The whole listing below must be repeated exactly.

[Dataset records — start]

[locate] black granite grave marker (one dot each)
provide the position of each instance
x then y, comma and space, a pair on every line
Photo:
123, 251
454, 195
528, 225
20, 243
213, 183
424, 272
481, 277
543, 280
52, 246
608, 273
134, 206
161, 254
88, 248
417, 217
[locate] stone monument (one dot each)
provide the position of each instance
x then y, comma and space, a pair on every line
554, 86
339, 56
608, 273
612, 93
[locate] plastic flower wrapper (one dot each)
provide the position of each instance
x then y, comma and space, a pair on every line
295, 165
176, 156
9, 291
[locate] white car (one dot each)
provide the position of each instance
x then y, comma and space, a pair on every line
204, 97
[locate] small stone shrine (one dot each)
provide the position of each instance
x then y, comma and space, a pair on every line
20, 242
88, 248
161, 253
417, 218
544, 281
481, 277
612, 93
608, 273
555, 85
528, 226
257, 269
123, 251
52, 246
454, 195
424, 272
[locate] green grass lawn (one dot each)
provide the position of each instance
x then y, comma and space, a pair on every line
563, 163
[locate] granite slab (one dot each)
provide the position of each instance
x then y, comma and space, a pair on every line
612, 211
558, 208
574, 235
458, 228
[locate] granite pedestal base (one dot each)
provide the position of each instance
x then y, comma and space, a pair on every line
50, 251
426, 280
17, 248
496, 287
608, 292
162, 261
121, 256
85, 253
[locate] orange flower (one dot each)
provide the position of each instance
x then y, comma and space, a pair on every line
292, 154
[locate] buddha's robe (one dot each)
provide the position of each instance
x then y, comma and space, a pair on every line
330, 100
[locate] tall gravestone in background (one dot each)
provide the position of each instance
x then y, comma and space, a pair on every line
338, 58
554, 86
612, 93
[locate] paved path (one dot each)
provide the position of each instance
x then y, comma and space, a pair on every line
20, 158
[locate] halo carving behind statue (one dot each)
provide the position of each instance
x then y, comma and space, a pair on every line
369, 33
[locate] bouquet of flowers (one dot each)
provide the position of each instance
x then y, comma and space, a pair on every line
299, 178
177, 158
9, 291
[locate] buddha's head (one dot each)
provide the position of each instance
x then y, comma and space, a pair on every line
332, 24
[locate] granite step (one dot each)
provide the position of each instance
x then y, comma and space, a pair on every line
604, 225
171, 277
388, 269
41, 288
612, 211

[Dataset records — finish]

▶ Expected answer
[locate] black granite grave marker (one dot each)
provide the position of each instance
x then y, comma and space, a pair on every line
Photo:
123, 251
454, 195
528, 225
20, 243
213, 183
424, 272
481, 277
543, 280
52, 246
608, 273
134, 206
161, 254
88, 248
417, 217
[locate] stone monument (one dot each)
provide the position of each instance
x then y, comma and space, a pair on every line
554, 86
339, 56
608, 273
612, 93
[locate] plastic flower wrapper (one dot each)
provide the position of each instance
x then y, comma and space, a pair on every line
295, 165
176, 156
9, 291
[locate] white car (one dot each)
provide the position of each instance
x then y, comma and space, a pair on every line
204, 97
[locate] small stone shrine (one dot each)
provide the position of each instance
x then y, comma and space, a pair on every line
20, 242
88, 248
161, 253
417, 218
544, 281
481, 277
612, 93
608, 273
555, 85
528, 226
257, 269
123, 251
52, 246
454, 195
424, 272
[locate] green grass lawn (one dot each)
provide the position of each instance
x then y, comma and space, a pair on every line
563, 163
[locate] granite slab (one dot each)
provide the position of each instance
x then y, comma and space, a pair on every line
612, 211
558, 208
574, 235
458, 228
[locate] granite pedestal base (one dot each)
provide the position of each instance
x then y, comma and space, a pair on every line
50, 251
426, 280
17, 248
496, 287
608, 292
162, 261
121, 256
85, 253
[locate] orange flower (one dot each)
provide the position of each instance
x then y, comma and space, a pair on every line
292, 154
[locate] buddha's robe (one dot each)
provide the position of each instance
x then y, comma and space, a pair on every line
330, 100
[locate] tall gravestone in background (one dot each)
provide the position of each instance
x then y, comma and space, a pair on every line
338, 58
554, 86
612, 93
[locate] paved path (one dot each)
provide the position of each instance
x then y, comma and space, a pair on every line
20, 158
[locate] halo carving behind statue (one dot each)
provide the position of each instance
x then y, comma and space, a pair on every line
369, 33
[locate] bouquet of flowers (one dot each)
provide the position of each instance
x then y, comma and space, a pair on every line
299, 178
177, 158
9, 291
[locate] buddha's head (one dot each)
provide the position of each instance
x then y, comma and space, a pair on every line
332, 24
[locate] granite step (one dot each)
provide the position of each instance
x then y, comma and space, a pair on every line
604, 225
171, 277
388, 269
41, 288
612, 211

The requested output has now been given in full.